**SET PROBLEM:** Please pick out every line in the records below that contains the word "white", copying each such line in full. Match the word with its case exactly.

**LISTED ENTRIES:**

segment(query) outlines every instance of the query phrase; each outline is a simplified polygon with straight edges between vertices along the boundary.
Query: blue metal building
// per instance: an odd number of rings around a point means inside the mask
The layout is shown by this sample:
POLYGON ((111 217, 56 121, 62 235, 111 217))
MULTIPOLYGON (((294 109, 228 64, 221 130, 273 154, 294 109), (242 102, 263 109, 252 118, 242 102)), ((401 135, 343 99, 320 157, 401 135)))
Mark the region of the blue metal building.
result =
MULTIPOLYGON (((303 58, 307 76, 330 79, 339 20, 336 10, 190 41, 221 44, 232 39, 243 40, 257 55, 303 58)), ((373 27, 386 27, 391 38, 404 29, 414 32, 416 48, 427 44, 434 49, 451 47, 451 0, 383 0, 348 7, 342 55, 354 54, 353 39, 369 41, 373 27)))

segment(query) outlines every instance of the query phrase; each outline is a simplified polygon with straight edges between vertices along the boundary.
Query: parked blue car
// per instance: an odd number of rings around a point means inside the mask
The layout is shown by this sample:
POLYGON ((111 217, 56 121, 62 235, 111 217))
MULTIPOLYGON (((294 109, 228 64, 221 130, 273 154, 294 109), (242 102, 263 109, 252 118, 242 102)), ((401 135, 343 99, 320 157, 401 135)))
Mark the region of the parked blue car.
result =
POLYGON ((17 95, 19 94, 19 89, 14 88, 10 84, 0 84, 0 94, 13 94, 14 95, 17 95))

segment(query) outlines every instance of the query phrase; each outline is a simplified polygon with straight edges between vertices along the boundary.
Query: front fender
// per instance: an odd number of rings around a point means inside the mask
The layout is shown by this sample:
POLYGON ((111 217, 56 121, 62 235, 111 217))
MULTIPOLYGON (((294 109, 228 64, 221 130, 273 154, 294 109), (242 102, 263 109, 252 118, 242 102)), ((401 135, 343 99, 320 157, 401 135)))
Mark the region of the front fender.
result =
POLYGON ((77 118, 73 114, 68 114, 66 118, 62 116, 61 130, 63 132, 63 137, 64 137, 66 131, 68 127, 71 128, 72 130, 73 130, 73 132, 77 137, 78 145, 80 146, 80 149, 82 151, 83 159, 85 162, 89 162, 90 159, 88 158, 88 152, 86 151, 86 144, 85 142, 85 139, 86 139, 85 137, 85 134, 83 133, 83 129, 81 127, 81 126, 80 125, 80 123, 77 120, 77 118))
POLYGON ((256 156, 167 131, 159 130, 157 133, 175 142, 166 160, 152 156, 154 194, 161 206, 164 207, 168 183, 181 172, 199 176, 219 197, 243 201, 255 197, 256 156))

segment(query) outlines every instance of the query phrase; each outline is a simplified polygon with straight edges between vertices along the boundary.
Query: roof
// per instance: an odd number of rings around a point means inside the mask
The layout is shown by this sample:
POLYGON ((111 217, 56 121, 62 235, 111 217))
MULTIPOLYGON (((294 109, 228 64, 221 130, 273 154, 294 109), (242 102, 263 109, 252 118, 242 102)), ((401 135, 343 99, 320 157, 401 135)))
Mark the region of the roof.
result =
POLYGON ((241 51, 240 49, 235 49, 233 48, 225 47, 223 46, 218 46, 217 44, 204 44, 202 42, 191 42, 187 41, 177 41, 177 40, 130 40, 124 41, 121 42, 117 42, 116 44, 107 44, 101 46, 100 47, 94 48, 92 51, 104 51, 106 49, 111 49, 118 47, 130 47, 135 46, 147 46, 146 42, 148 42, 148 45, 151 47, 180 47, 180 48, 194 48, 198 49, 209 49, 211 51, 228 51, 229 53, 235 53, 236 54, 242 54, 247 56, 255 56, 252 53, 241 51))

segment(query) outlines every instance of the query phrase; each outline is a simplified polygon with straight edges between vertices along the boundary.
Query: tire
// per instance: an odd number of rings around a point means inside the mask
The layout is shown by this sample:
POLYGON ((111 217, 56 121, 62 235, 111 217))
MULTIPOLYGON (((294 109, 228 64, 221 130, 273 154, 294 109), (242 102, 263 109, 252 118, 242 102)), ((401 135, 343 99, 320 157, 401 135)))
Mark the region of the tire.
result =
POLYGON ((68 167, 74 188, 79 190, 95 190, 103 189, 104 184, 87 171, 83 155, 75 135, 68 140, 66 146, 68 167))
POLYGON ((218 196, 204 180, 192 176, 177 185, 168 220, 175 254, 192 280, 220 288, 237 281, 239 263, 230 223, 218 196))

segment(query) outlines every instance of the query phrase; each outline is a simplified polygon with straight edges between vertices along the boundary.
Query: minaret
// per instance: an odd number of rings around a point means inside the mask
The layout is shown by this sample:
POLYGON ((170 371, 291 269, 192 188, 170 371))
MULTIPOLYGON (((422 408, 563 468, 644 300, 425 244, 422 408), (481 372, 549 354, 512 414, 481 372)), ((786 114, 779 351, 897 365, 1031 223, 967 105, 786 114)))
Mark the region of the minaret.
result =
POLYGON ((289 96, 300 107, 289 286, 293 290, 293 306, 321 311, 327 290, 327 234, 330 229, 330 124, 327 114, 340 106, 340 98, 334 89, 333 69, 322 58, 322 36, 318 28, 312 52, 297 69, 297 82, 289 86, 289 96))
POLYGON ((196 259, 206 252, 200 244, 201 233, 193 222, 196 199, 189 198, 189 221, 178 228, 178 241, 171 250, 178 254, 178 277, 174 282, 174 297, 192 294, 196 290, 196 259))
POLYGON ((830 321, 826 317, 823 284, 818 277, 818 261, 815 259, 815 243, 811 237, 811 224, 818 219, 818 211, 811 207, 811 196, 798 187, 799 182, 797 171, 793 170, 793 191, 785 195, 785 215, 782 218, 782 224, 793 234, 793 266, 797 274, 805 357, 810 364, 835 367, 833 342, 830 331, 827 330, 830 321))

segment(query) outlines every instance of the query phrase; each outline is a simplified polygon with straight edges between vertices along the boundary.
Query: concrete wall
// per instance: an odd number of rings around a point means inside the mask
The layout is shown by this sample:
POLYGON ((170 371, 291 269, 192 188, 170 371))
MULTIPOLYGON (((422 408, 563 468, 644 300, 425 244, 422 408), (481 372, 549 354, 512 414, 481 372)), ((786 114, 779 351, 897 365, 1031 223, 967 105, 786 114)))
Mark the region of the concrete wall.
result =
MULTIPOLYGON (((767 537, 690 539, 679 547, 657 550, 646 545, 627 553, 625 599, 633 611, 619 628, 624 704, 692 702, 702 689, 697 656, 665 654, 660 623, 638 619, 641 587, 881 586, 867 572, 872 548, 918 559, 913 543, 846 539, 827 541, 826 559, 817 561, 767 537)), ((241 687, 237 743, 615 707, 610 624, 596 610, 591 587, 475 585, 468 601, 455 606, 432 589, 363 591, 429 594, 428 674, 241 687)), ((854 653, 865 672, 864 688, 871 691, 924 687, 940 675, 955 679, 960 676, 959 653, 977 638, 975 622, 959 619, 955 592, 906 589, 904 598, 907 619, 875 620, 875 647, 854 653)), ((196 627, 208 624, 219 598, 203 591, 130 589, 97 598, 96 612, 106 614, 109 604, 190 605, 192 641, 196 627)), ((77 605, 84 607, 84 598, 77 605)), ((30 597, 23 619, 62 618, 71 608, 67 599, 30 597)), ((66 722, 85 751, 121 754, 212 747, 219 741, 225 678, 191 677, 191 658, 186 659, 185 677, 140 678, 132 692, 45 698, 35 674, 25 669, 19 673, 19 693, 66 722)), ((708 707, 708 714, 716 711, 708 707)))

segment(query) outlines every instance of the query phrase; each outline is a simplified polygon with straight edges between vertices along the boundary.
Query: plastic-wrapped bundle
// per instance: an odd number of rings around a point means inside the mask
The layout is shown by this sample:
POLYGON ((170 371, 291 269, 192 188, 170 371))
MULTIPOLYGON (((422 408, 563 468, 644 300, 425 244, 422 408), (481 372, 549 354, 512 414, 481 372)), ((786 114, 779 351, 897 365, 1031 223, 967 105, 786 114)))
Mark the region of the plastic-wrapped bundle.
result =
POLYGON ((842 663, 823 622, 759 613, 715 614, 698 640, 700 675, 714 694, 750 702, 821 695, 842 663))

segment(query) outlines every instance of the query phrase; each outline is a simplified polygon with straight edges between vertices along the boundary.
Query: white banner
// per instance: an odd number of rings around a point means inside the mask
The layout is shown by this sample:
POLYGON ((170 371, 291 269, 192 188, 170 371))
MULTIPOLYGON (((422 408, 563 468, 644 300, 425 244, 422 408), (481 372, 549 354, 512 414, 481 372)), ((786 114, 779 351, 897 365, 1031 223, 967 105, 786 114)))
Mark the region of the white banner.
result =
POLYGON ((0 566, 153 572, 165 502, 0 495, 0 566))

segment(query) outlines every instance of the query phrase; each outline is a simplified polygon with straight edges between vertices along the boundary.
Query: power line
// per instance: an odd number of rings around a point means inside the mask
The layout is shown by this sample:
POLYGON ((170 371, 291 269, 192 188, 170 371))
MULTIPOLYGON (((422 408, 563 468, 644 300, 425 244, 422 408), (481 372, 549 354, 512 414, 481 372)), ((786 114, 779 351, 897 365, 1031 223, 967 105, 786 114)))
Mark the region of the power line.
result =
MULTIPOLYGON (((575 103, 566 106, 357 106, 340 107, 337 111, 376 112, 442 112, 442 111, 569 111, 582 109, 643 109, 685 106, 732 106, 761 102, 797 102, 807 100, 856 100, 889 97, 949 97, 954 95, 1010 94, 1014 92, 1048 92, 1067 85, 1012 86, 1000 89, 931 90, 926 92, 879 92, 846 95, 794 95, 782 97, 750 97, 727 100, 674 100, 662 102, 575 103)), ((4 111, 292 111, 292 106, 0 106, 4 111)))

**FINISHED EXERCISE:**
Query: white banner
Mark the region of the white banner.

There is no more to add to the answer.